**HOW TO COMPLETE THIS TASK**
The full set of records is to be reproduced verbatim.

Referring expression grounding data
- - - -

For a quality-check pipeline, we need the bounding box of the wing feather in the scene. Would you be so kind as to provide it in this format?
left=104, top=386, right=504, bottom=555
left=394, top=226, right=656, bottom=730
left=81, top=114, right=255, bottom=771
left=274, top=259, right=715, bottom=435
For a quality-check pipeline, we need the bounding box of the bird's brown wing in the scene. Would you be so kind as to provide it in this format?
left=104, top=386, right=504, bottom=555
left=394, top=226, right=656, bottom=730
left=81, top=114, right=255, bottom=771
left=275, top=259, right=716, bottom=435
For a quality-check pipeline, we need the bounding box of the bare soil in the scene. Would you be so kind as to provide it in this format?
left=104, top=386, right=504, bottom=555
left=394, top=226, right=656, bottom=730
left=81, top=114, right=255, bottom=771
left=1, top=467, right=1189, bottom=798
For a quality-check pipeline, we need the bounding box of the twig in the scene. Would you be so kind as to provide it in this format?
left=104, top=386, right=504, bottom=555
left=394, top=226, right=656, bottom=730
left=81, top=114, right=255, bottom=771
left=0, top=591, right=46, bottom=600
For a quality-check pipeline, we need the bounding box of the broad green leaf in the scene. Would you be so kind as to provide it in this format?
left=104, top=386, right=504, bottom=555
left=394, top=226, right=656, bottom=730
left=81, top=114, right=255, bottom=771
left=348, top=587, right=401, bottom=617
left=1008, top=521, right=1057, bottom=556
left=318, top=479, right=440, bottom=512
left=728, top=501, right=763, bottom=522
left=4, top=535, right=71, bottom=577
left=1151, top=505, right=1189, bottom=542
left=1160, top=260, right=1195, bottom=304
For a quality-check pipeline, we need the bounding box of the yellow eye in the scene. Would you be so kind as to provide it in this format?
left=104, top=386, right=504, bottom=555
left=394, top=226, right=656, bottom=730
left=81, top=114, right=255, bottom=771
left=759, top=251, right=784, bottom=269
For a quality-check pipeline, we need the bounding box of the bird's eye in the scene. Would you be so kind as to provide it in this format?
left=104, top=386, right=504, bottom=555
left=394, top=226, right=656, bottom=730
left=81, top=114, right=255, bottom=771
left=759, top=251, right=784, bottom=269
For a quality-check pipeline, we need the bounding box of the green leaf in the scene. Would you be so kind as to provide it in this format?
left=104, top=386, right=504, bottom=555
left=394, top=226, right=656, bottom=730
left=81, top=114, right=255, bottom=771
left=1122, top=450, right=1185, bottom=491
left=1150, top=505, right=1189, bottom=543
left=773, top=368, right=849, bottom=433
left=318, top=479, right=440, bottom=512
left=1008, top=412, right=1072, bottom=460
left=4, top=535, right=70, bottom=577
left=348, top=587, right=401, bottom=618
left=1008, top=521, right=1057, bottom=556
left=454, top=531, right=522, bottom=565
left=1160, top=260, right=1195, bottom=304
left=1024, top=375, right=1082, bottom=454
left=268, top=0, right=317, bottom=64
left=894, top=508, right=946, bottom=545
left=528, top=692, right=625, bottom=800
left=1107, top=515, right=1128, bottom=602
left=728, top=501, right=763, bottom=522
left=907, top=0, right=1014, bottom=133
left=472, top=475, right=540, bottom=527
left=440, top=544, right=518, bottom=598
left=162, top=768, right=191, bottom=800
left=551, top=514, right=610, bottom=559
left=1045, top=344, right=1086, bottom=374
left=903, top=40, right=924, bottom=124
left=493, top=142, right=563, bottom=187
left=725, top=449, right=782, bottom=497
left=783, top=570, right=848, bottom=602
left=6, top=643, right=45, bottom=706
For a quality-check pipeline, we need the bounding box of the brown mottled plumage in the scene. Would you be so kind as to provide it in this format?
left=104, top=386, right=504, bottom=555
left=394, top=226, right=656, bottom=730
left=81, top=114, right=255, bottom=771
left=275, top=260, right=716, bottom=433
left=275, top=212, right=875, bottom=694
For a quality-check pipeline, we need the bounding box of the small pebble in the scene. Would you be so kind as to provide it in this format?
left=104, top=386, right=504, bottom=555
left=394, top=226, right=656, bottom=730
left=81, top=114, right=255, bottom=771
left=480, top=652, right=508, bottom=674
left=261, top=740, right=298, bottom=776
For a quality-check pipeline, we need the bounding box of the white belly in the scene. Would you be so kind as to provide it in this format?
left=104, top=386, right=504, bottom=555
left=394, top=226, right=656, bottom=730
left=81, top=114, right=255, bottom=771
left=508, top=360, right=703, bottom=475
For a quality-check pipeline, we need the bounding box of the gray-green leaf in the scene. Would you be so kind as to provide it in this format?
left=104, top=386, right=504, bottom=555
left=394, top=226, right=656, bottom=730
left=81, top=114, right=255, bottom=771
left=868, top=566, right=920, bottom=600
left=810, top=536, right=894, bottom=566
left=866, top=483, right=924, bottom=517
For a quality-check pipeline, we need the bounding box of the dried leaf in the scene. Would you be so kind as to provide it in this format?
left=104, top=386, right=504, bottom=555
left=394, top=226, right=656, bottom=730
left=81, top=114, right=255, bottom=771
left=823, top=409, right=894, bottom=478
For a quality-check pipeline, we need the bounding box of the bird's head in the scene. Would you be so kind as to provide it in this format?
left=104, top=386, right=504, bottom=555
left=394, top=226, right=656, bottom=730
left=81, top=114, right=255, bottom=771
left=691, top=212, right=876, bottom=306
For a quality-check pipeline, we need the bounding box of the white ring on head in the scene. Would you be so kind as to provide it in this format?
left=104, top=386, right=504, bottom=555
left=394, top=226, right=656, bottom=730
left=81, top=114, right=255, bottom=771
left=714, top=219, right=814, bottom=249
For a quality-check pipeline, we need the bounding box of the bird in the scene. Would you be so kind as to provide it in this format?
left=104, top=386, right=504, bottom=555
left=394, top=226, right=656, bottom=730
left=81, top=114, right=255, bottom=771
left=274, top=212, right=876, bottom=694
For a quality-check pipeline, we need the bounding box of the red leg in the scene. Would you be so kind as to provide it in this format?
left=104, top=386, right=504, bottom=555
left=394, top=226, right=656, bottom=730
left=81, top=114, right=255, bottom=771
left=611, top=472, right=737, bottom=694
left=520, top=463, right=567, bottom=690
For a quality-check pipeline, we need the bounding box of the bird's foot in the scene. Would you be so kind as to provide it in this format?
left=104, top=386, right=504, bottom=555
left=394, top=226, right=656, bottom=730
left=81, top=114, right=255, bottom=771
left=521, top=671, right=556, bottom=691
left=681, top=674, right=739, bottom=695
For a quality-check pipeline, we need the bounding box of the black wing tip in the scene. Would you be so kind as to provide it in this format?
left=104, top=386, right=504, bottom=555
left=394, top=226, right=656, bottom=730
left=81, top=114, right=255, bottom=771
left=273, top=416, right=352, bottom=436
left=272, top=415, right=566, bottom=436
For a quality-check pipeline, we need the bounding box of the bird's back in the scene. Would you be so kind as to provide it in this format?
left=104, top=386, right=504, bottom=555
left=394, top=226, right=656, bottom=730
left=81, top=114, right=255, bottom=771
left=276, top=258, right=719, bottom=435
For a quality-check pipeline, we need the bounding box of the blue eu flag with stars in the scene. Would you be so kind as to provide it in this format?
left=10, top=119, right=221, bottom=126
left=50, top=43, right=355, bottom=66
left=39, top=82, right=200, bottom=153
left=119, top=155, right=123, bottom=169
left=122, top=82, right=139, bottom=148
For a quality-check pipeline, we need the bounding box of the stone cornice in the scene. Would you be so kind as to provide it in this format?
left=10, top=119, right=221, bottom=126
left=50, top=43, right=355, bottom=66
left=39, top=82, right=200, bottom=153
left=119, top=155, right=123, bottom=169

- - - -

**RESPONSE TO THE EXERCISE**
For a quality-check pipeline, we need the bounding box of the wing feather in the scene. Would you be so kind as to provide it in this format?
left=104, top=386, right=504, bottom=555
left=394, top=226, right=656, bottom=730
left=81, top=114, right=255, bottom=771
left=274, top=259, right=715, bottom=435
For a quality-check pipeline, we need the bounding box of the bird's brown wing in the scene. Would you be so kind as to provide it in this format?
left=104, top=386, right=504, bottom=555
left=394, top=226, right=656, bottom=730
left=81, top=114, right=255, bottom=771
left=275, top=259, right=716, bottom=435
For a quality-check pipeline, we need the bounding box of the bare soil in the scene. Would you be so kind as to provide it in this format?
left=104, top=386, right=504, bottom=555
left=394, top=226, right=656, bottom=730
left=81, top=114, right=255, bottom=771
left=1, top=467, right=1189, bottom=798
For a quality-check pipeline, we need the bounding box of the twig in the scene. Would you be so kind as to provide it in this format?
left=104, top=386, right=504, bottom=555
left=394, top=226, right=656, bottom=730
left=81, top=114, right=255, bottom=771
left=0, top=591, right=46, bottom=600
For a quality-check pipeline, we need the bounding box of the broad green leaf in the scene. Would you be so kind as to provide it in this format?
left=104, top=386, right=504, bottom=555
left=394, top=226, right=656, bottom=730
left=81, top=114, right=255, bottom=771
left=348, top=587, right=401, bottom=617
left=1008, top=521, right=1057, bottom=556
left=318, top=479, right=440, bottom=512
left=728, top=501, right=763, bottom=522
left=4, top=535, right=71, bottom=577
left=1151, top=505, right=1189, bottom=542
left=1160, top=260, right=1195, bottom=304
For a quality-check pipeline, we need the bounding box of the yellow eye in the scene. Would you be so kind as to provide it in this format?
left=104, top=386, right=504, bottom=555
left=394, top=226, right=656, bottom=730
left=81, top=114, right=255, bottom=771
left=759, top=251, right=784, bottom=269
For a quality-check pipeline, we need the bounding box of the bird's eye in the scene. Would you be so kind as to provide it in this format?
left=104, top=386, right=504, bottom=555
left=394, top=226, right=656, bottom=730
left=81, top=114, right=255, bottom=771
left=759, top=251, right=784, bottom=269
For a quality-check pipeline, we need the bounding box of the green leaf in the scene. Would you be so kind as to provide it in this format?
left=104, top=386, right=504, bottom=555
left=394, top=226, right=656, bottom=730
left=81, top=114, right=255, bottom=771
left=1122, top=450, right=1185, bottom=491
left=1150, top=505, right=1189, bottom=543
left=773, top=368, right=849, bottom=433
left=318, top=479, right=440, bottom=512
left=1008, top=412, right=1072, bottom=460
left=4, top=535, right=70, bottom=577
left=348, top=587, right=401, bottom=618
left=1008, top=521, right=1057, bottom=556
left=454, top=531, right=522, bottom=565
left=1160, top=260, right=1195, bottom=304
left=1024, top=375, right=1082, bottom=454
left=268, top=0, right=317, bottom=64
left=894, top=508, right=946, bottom=545
left=528, top=692, right=625, bottom=800
left=1107, top=515, right=1128, bottom=602
left=728, top=501, right=763, bottom=522
left=907, top=0, right=1014, bottom=133
left=472, top=475, right=540, bottom=527
left=440, top=544, right=518, bottom=598
left=162, top=768, right=191, bottom=800
left=551, top=514, right=610, bottom=559
left=1045, top=344, right=1086, bottom=374
left=903, top=40, right=924, bottom=124
left=493, top=142, right=563, bottom=187
left=725, top=449, right=782, bottom=497
left=783, top=570, right=848, bottom=602
left=6, top=643, right=45, bottom=706
For a quality-check pipeline, we need the bounding box of the brown mottled plumage in the scene. Would you be so kind as to provide it in this format?
left=104, top=386, right=504, bottom=555
left=394, top=226, right=656, bottom=730
left=81, top=114, right=255, bottom=771
left=275, top=260, right=716, bottom=433
left=275, top=212, right=875, bottom=694
For a quality-check pipeline, we need the bounding box of the small pebble in the scene. Would you be so kind as to provide it in this format?
left=104, top=386, right=504, bottom=555
left=394, top=226, right=656, bottom=730
left=81, top=114, right=255, bottom=771
left=480, top=652, right=508, bottom=674
left=261, top=740, right=298, bottom=776
For a quality-check pipeline, we need the bounding box of the white belly in the scene. Would you be so kind as to provide it in this format?
left=104, top=386, right=504, bottom=555
left=394, top=226, right=656, bottom=730
left=81, top=114, right=255, bottom=771
left=508, top=360, right=703, bottom=475
For a quality-check pipeline, we need the bounding box of the gray-green leaf in the scene. Would you be so kind as to provide it in this format?
left=104, top=386, right=504, bottom=555
left=394, top=226, right=656, bottom=730
left=81, top=114, right=255, bottom=771
left=868, top=566, right=920, bottom=600
left=810, top=536, right=894, bottom=566
left=866, top=483, right=924, bottom=517
For a quality-check pipeline, we need the bounding box of the dried leaf in the scene. Would you be so kind as to provide it in this format?
left=104, top=386, right=504, bottom=555
left=394, top=226, right=656, bottom=730
left=81, top=114, right=255, bottom=771
left=823, top=409, right=894, bottom=478
For a quality-check pipeline, we need the bounding box of the bird's head in the scene. Would you be so kind as to provide it in this format?
left=104, top=386, right=504, bottom=555
left=394, top=226, right=656, bottom=730
left=81, top=114, right=255, bottom=771
left=691, top=212, right=876, bottom=306
For a quality-check pipeline, we need the bounding box of the white ring on head in the scene. Would you be so kind as to provide it in this format?
left=104, top=386, right=504, bottom=555
left=394, top=226, right=656, bottom=730
left=81, top=114, right=255, bottom=771
left=714, top=219, right=814, bottom=249
For a quality-check pipeline, we need the bounding box of the bird in the scene. Would you be so kind as to provide it in this format?
left=104, top=386, right=504, bottom=555
left=394, top=226, right=656, bottom=730
left=81, top=114, right=255, bottom=771
left=274, top=212, right=876, bottom=694
For a quality-check pipeline, we need the bounding box of the red leg in the scene. Would you be so kind as to provide it in this format?
left=104, top=386, right=504, bottom=555
left=394, top=226, right=656, bottom=730
left=81, top=114, right=255, bottom=771
left=611, top=472, right=737, bottom=694
left=520, top=463, right=567, bottom=690
For a quality-check pipeline, we need the bounding box of the bird's foot in the scene. Would you be so kind as to provide it in this format?
left=104, top=386, right=504, bottom=555
left=394, top=226, right=656, bottom=730
left=81, top=114, right=255, bottom=771
left=521, top=671, right=556, bottom=691
left=681, top=674, right=739, bottom=695
For a quality-check pipeline, we need the bounding box of the black wing tip in the scene. Would you be so kind as to provide it in this format?
left=104, top=386, right=504, bottom=555
left=394, top=226, right=656, bottom=730
left=81, top=114, right=255, bottom=771
left=273, top=416, right=352, bottom=436
left=272, top=415, right=566, bottom=436
For a quality-check pipeline, we need the bounding box of the bird's back in the scene. Would you be so kind as to provide it in this format?
left=104, top=386, right=504, bottom=555
left=394, top=226, right=656, bottom=730
left=81, top=114, right=255, bottom=771
left=276, top=258, right=719, bottom=435
For a quality-check pipeline, we need the bounding box of the blue eu flag with stars in the scene. Would you be so kind as to provide it in this format?
left=10, top=119, right=221, bottom=126
left=50, top=43, right=355, bottom=66
left=39, top=82, right=200, bottom=153
left=119, top=155, right=123, bottom=169
left=122, top=82, right=139, bottom=148
For a quality-check pipeline, we need the bounding box of the stone cornice in the scene. Would you be so kind as to provide it in this format?
left=10, top=119, right=221, bottom=126
left=50, top=43, right=355, bottom=66
left=39, top=82, right=200, bottom=153
left=119, top=155, right=123, bottom=169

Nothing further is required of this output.